Page extract:
# # # #

Shop for a film
FOR LOVE OR MONEY: A History of Women and Work in Australia
Year: 1983
Classification: G
Runtime: 107 min
Produced In: Australia
Directed By: FLOM collaborators (Megan McMurchy, Margot Nash, Margot Oliver and Jeni Thornley)
Produced By: FLOM collaborators (Megan McMurchy, Margot Nash, Margot Oliver and Jeni Thornley)
Language: English
DIGITALLY RESTORED by the National Film and Sound Archive in 2017.
Five years in the making, with contributions from hundreds of women and over 200 Australian films, FOR LOVE OR MONEY is an investigation and celebration of women's work from colonial settlement to the present, a story told by Aboriginal and migrant women, convict women and today's women.
The film chronicles the cycles of women's gains and losses as they are moved in and out of the workforce according to the demands of the time. It reveals how women's unpaid and voluntary work keeps an entire system running smoothly, in peacetime and in war. As wives and mothers, women do the work of loving - the work that is never paid or recognised as real work. The film shows how women's work in the home determines the kinds of jobs they do in the paid workforce - the low-paid, low-status jobs.
FOR LOVE OR MONEY also shows how women have fought and organised for equality and wage justice for over a century. This classic documentary remains relevant today as women continue the unfinished campaigns for equal pay, maternity leave and childcare, and still carry the major responsibility for caring and nurturing.

# # # #

Exercise instructions: According to the film listing, which organization digitally restored the documentary, and in what year? The material after this point comes from a separate source.

Collected material:

# # # #

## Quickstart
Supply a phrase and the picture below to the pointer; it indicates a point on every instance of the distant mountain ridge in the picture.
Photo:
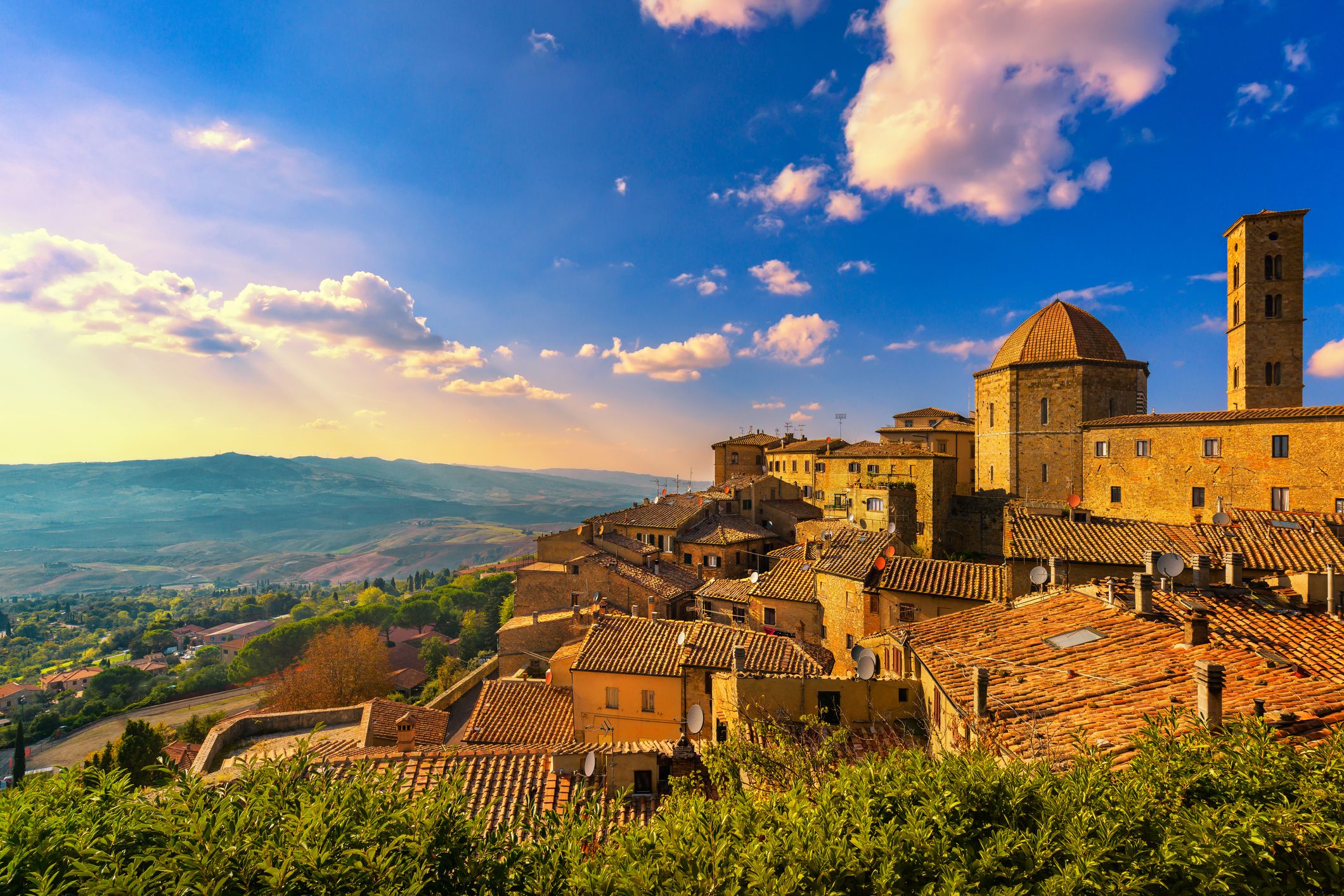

# # # #

Response: The National Film and Sound Archive restored it in 2017.